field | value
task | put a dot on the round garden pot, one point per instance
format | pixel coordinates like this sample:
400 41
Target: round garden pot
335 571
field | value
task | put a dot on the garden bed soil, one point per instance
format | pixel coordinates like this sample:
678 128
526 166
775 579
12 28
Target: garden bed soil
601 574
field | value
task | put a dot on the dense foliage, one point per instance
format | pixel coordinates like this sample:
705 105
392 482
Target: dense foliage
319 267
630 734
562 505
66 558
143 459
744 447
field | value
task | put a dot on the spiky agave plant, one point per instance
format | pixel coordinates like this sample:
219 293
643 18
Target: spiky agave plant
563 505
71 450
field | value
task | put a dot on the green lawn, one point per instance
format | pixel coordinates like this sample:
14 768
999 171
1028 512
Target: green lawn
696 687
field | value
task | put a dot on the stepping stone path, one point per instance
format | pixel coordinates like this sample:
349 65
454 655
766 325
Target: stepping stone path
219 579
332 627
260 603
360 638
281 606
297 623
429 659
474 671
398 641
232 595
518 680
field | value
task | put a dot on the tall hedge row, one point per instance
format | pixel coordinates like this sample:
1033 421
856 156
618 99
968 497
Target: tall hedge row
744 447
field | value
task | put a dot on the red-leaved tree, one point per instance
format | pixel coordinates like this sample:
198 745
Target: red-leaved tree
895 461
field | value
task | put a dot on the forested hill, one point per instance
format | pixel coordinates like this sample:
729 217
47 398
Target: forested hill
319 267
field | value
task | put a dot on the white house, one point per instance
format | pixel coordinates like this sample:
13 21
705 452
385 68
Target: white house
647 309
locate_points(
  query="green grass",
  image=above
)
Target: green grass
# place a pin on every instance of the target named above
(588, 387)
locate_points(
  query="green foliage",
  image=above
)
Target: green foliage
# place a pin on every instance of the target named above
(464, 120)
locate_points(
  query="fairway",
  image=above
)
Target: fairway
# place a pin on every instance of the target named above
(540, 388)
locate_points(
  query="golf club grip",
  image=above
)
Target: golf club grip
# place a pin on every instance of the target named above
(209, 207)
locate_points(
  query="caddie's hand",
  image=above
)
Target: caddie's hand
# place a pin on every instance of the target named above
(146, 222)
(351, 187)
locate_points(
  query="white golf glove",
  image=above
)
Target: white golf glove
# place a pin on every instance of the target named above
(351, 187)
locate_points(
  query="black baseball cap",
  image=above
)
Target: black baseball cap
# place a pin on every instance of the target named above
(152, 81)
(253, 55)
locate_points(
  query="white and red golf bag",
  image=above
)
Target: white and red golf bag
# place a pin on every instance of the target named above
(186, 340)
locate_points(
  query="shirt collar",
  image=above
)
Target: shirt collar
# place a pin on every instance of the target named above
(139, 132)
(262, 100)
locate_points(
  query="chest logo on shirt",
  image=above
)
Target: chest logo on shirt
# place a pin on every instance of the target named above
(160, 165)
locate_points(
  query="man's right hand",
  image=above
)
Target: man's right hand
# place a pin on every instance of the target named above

| Work request |
Copy whichever lines of the records above contain the word "black".

| Answer below |
  query="black baseball cap",
Target: black baseball cap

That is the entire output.